**Data records**
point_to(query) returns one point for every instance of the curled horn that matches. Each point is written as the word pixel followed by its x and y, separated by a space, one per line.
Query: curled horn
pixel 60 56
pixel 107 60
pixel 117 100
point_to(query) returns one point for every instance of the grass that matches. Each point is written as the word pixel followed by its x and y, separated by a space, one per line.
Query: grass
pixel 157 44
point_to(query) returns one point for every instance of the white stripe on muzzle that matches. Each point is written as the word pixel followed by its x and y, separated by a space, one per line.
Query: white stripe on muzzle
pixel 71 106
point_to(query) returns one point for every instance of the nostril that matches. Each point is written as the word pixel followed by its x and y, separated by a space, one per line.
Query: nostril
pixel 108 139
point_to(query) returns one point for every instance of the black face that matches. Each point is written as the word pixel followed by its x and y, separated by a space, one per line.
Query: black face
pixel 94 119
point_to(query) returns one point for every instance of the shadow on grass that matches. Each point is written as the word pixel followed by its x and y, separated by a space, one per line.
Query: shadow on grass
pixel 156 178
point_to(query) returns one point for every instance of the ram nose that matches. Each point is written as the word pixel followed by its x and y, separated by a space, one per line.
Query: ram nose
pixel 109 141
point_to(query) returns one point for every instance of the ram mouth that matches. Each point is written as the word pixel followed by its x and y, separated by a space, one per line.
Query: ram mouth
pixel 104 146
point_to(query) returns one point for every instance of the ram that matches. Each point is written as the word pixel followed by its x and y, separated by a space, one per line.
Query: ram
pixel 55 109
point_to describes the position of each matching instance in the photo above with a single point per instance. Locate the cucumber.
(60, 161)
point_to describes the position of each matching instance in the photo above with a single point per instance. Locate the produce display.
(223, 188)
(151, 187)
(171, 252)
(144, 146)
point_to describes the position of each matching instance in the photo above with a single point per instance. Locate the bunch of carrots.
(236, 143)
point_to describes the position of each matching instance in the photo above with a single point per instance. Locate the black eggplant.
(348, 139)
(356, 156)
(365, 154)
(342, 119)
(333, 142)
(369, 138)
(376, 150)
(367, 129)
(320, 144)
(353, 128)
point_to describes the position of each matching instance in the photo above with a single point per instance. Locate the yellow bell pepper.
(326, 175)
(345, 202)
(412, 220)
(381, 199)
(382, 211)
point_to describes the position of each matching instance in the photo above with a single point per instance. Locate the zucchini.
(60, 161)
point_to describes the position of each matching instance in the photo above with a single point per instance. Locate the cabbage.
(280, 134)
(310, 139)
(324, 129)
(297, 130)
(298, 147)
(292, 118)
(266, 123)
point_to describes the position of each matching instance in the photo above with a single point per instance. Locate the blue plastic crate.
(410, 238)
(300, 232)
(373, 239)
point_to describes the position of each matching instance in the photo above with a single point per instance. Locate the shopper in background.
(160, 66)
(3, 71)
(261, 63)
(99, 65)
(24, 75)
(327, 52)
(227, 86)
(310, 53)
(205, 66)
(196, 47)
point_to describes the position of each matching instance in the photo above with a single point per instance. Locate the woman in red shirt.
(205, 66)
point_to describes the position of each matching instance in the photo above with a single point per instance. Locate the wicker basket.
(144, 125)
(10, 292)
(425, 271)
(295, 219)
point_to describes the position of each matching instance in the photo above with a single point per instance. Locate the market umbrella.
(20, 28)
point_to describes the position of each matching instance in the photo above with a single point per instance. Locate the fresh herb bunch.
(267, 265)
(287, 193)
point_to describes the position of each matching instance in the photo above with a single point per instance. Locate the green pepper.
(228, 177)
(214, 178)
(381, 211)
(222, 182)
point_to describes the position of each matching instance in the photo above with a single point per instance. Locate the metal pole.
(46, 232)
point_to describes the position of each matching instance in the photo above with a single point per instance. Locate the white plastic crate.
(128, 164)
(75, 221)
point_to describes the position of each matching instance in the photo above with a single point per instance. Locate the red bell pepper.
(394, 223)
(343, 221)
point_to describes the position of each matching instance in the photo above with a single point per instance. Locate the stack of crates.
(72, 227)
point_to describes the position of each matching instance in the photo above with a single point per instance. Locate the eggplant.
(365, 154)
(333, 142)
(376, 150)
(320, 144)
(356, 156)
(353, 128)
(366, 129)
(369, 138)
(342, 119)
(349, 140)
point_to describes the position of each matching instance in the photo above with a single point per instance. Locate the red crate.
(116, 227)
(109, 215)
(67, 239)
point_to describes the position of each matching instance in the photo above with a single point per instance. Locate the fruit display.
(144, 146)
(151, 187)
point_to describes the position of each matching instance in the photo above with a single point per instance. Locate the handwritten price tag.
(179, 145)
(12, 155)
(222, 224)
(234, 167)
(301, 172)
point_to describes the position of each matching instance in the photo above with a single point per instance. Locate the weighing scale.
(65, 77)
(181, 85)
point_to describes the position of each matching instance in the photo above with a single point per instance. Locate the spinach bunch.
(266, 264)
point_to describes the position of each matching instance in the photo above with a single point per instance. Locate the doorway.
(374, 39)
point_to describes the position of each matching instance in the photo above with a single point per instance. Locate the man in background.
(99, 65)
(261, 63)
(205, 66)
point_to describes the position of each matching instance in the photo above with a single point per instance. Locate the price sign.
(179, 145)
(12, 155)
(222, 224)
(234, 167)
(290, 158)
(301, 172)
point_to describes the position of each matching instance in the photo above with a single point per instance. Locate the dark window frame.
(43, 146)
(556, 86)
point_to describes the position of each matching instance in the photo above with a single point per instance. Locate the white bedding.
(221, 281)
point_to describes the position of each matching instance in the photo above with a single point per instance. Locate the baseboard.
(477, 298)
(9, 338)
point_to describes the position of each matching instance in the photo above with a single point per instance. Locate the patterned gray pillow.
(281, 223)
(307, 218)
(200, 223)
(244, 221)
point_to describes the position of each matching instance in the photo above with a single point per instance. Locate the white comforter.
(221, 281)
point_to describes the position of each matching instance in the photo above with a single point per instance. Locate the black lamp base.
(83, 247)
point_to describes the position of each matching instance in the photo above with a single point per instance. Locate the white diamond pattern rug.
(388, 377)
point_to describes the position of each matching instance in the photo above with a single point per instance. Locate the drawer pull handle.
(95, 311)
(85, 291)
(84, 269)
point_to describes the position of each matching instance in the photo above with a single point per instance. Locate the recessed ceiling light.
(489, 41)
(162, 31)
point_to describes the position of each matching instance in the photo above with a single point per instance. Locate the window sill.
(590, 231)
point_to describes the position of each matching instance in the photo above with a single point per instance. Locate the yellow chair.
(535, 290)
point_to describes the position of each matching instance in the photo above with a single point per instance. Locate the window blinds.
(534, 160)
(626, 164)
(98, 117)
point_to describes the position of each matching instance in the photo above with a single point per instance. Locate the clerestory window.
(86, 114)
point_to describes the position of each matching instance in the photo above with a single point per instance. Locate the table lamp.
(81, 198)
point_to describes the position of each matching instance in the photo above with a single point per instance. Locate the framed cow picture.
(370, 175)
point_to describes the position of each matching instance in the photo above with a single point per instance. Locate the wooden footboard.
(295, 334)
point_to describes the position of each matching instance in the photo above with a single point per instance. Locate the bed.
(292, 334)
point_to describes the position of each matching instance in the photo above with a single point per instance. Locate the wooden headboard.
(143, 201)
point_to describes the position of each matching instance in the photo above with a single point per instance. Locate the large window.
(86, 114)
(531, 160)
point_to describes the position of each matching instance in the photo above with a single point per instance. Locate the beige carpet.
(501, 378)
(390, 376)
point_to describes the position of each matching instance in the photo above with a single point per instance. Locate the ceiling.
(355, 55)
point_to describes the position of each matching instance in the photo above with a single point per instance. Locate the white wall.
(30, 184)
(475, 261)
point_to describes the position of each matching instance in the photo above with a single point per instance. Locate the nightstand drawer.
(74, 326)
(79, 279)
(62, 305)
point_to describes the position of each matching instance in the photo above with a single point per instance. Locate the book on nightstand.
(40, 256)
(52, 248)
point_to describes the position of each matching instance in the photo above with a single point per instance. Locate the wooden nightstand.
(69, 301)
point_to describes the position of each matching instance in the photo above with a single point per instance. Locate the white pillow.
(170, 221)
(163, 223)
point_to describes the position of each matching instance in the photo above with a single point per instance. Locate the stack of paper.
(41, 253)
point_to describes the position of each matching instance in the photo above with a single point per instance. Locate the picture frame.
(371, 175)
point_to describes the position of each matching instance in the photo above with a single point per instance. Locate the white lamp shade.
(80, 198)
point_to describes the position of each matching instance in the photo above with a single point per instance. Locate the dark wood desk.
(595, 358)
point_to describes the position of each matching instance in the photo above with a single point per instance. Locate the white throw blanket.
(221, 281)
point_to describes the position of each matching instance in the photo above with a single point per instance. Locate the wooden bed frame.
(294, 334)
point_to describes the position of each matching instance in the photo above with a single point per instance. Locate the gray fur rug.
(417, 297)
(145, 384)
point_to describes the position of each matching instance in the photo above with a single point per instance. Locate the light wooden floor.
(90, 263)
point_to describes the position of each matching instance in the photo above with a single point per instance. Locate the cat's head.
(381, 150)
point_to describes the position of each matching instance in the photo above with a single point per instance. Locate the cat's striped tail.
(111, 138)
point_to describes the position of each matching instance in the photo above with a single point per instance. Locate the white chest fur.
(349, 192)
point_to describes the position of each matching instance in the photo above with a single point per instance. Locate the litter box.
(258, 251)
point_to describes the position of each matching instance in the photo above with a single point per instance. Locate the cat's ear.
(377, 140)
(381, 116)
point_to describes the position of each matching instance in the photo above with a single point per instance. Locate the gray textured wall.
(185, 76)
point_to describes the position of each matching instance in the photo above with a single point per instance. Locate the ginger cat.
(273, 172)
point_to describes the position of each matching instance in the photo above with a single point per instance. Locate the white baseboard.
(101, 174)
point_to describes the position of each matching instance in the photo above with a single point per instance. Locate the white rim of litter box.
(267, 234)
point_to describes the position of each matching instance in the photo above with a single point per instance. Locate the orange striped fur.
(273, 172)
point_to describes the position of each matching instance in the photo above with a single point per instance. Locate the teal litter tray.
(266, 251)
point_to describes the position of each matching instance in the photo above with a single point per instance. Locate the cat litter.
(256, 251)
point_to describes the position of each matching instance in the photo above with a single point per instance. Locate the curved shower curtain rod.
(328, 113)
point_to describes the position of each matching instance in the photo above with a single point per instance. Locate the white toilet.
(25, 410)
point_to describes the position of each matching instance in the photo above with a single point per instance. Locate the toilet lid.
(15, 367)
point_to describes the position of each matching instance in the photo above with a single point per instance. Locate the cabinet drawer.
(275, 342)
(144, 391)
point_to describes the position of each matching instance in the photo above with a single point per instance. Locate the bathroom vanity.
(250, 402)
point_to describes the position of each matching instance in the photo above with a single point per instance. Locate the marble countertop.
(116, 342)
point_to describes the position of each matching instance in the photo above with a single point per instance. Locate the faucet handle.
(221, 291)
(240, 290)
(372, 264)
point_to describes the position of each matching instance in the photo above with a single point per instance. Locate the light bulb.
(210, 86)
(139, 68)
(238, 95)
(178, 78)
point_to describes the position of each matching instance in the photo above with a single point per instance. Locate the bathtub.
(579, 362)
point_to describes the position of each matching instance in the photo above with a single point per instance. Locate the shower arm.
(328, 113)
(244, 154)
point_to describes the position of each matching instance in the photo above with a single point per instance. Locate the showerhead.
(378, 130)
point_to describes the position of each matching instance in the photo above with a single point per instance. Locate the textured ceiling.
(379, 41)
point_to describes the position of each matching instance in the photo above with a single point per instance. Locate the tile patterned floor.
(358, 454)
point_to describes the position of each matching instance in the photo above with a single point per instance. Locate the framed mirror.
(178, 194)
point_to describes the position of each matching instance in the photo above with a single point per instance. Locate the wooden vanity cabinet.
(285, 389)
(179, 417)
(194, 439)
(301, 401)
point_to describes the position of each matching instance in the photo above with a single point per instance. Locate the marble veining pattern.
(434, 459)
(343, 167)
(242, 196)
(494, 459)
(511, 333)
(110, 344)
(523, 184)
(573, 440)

**Exercise**
Set down nothing but the lines from the one with "the bathroom vanity." through the end of the records, keeping each line exactly as written and including both ends.

**Written solution**
point_to describes the position of each matching instance in the photo above with a single point per instance. Locate the bathroom vanity.
(250, 402)
point_to describes the position of each matching instance in the photo above with a single point per instance. Locate the marble countertop.
(116, 342)
point_to describes the position of each matching instance in the photo above with a single point per instance. Locate the faucet handle.
(221, 291)
(240, 290)
(372, 264)
point_to describes the position of each matching instance in the photo above with a single point per instance. Locate the light bulb.
(210, 86)
(139, 68)
(238, 95)
(178, 78)
point_to describes the position of each matching instance in the photo above with a single point per instance. Locate the bathtub.
(579, 362)
point_to describes the position of each matching instance in the photo above with a single point per instance. Locate the shower arm.
(328, 113)
(244, 154)
point_to describes the position of each matching instance in the photo above with a single point per instance. Locate the showerhead.
(378, 130)
point_to describes the position of each matching instance in the photo above with a single point per instance. Locate the textured ceiling.
(379, 41)
point_to describes the position of each matching instance in the photo above with a single point per instance. Locate the tile patterned floor.
(358, 454)
point_to describes the position of each matching instance in the photo above with a single point per instance. Locate the framed mirror.
(178, 194)
point_to describes the position of each matching instance in the photo above with a single point per instance. Locate the wooden vanity cabinet.
(285, 389)
(179, 417)
(194, 439)
(301, 401)
point_to describes the position of each matching instance in the photo above with a single point per instance. Locate the marble veining pattern.
(434, 459)
(343, 167)
(242, 196)
(494, 459)
(511, 333)
(110, 344)
(523, 184)
(573, 440)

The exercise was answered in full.